TASK BRIEF ::
Give every line back verbatim, dropping all images.

EXERCISE INPUTS ::
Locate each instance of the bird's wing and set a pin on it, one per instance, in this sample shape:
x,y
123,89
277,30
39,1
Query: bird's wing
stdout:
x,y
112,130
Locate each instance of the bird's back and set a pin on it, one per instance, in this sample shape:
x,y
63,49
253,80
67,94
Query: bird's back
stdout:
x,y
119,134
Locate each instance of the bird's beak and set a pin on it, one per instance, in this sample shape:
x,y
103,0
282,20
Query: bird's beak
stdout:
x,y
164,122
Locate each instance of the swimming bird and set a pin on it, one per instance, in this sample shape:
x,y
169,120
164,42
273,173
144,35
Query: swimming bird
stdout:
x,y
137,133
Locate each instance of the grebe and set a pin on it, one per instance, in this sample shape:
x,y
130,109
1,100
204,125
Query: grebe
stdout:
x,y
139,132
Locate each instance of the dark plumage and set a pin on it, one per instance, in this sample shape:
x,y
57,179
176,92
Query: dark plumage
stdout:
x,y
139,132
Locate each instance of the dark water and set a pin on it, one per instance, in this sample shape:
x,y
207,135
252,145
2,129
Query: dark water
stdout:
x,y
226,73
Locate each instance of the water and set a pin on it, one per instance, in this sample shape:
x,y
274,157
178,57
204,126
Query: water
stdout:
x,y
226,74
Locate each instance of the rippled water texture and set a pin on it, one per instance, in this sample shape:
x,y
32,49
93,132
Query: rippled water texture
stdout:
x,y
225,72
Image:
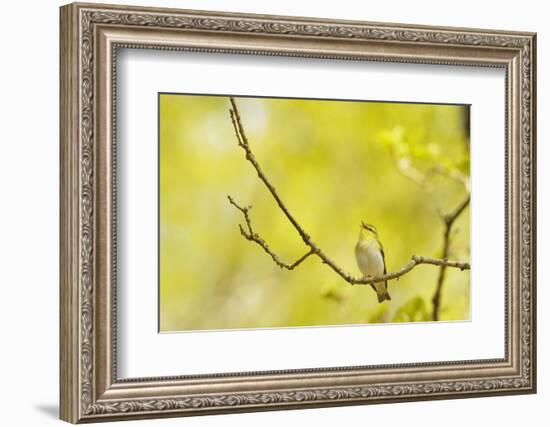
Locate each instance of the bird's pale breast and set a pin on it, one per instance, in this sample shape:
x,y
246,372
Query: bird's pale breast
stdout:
x,y
369,258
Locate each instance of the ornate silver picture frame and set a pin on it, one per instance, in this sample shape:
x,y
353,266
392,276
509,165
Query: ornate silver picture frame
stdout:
x,y
90,387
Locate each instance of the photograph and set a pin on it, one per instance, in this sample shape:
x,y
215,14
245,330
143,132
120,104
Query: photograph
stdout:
x,y
283,212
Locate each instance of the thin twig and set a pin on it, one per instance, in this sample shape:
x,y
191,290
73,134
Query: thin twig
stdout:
x,y
249,234
448,221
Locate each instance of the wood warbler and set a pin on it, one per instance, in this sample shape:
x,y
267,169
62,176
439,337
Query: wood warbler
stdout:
x,y
369,254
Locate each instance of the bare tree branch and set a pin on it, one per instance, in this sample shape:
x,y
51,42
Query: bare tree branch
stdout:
x,y
248,232
448,221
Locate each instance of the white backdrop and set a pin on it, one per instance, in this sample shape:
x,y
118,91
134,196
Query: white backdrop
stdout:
x,y
29,215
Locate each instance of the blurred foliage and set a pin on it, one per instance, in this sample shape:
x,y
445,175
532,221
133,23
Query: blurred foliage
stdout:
x,y
334,163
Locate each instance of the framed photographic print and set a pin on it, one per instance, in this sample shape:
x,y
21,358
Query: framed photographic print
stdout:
x,y
264,212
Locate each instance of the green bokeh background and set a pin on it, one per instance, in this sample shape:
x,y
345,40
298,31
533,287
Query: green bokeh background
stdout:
x,y
334,163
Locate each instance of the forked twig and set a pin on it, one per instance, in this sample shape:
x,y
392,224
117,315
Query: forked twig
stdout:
x,y
248,232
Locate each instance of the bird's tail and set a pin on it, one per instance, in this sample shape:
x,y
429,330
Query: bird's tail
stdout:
x,y
383,294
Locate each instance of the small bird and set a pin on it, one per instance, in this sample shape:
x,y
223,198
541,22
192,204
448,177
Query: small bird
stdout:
x,y
369,254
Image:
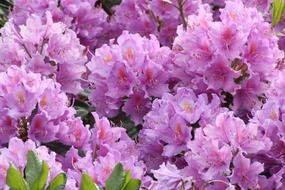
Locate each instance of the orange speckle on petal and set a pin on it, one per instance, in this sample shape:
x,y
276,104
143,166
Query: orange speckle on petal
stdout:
x,y
43,101
21,97
108,58
187,106
129,53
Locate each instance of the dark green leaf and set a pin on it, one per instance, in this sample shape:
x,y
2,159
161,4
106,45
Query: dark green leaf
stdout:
x,y
87,183
128,177
133,184
278,9
15,180
116,180
33,168
58,183
41,181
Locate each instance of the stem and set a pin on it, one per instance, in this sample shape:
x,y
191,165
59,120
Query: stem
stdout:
x,y
213,181
23,129
181,11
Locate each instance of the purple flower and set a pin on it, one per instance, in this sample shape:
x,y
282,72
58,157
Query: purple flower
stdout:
x,y
245,173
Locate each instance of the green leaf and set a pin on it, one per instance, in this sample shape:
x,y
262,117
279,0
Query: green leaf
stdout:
x,y
33,168
58,183
128,177
15,180
87,183
133,184
278,9
116,180
39,184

THE ANSWER ::
Locate each instance of the bird's wing and set a pin on it, one per instance, in this sample shape:
x,y
123,89
277,30
39,1
Query: bird's wing
stdout:
x,y
112,130
Locate each instance of the bird's back and set a pin on it, one per instance, in this sample shape:
x,y
63,49
253,80
67,94
Query: bird's back
stdout:
x,y
119,134
Locate each instance of the bird's beak and set a pin on it, one per instance, in this sample shape:
x,y
103,0
282,20
Query: bird's beak
stdout:
x,y
164,122
Locate each instance of the swimming bird and set a pin on it, one per instance, in this sample shape:
x,y
169,120
164,42
273,173
144,35
Query: swimming bird
stdout:
x,y
137,133
Locate each instance of the grebe and set a pin on it, one per instance, in this sample shape:
x,y
130,109
1,100
204,125
Query: grebe
stdout:
x,y
139,132
Locate each instance of the dark plumage and set a pin on it, one per instance, in this sample shape:
x,y
57,179
176,92
Query: dark plumage
stdout:
x,y
139,132
Locate each instance of the dark water and set a pin on it, one per instance, in this sample shape:
x,y
207,135
252,145
2,129
Query: dark water
stdout:
x,y
226,73
Locate each instance of the water and set a pin on it, one per instance, in this sample shape:
x,y
274,157
178,57
204,126
Query: water
stdout:
x,y
226,74
Locate each instance of the rippled water texture and set a pin on it, one per instance, in this sample shape:
x,y
32,49
93,132
Query: rippled water texture
stdout:
x,y
225,72
Image:
Locate each instance of the bird's pale breast and set a pin on it, one per instance, in this sample shape:
x,y
246,372
Query: bird's pale breast
stdout:
x,y
369,258
Locate each instance of the ornate silver picture frame and set a pin on it, one per instance, in this sample shape:
x,y
353,266
392,276
509,165
Query: ornate silver picture frame
stdout:
x,y
90,387
Locate each instance of the photograph and set a pin on it, one per instance, in this sample shape:
x,y
215,14
245,330
143,132
120,104
Query: photograph
stdout:
x,y
283,212
Locate each instance of the thin twig and set a pin on it, one per instance, in this sample shape:
x,y
191,290
73,134
Query: thin twig
stdout:
x,y
249,234
448,221
Locate each instance of the wood warbler and set a pin on it, one per instance, in this sample shape:
x,y
267,169
62,176
439,337
Query: wood warbler
stdout:
x,y
369,254
Locate each instance of the bare tree branch and set a pin on it, one per instance, in this sample shape:
x,y
51,42
Query: bare tree branch
stdout:
x,y
248,232
448,221
Locate each instance of the white backdrop and set a pin on it, one per instance, in this sample shape:
x,y
118,91
134,196
Query: white backdrop
stdout:
x,y
29,215
Locate each instance of the blurred foliage and set a pin on it, one per instance, in this sample shape:
x,y
445,175
532,221
133,23
Query: blurred foliage
stdout:
x,y
334,163
Locate each instance of the framed photographic print and set a pin on it, one per instance, in this sample shape:
x,y
21,358
Query: framed photographic print
stdout:
x,y
264,212
Locate each instance of the green bokeh background and set a pin on it, one per instance, in this sample shape:
x,y
345,40
298,31
533,287
Query: green bokeh background
stdout:
x,y
334,163
Locate each instance of the forked twig and set a pin on it, one per instance, in this sample shape:
x,y
392,224
117,315
Query: forked twig
stdout:
x,y
248,232
Locate each instance of the bird's tail and set a pin on it, one per instance, in this sample shape:
x,y
429,330
Query: bird's tail
stdout:
x,y
383,294
Locate each instance of the small bird and set a pin on it, one per instance, in this sample shape:
x,y
223,198
541,22
192,204
448,177
Query: small bird
stdout:
x,y
369,254
Image:
Locate each instance of the orange speckle on petal and set a pin on it, one per instance, in this sample shape:
x,y
276,104
143,166
Query: orange speckle on petal
stdout:
x,y
43,101
21,97
108,58
187,106
129,53
Locate each instance of the dark green leaf and set a pin on it, one per instance, in this sample shape:
x,y
2,159
161,4
106,45
Query: dark green leaf
stdout:
x,y
87,183
128,177
133,184
278,9
15,180
116,180
33,168
58,183
41,181
Locate each instance of the stem and set a pin on it, one per instance, in this sample shape:
x,y
191,165
59,120
Query: stem
stdout:
x,y
213,181
23,129
181,11
Locate each instance of the purple flower and set a pin on it, one per instance, in this sample shape:
x,y
282,72
58,157
Query: purple flower
stdout:
x,y
245,173
Locate each instance of the green leaf and set a pin on it, one per instance, in this sample shape:
x,y
262,117
279,0
Query: green leaf
stdout:
x,y
33,168
58,183
128,177
15,180
87,183
133,184
278,9
116,180
39,184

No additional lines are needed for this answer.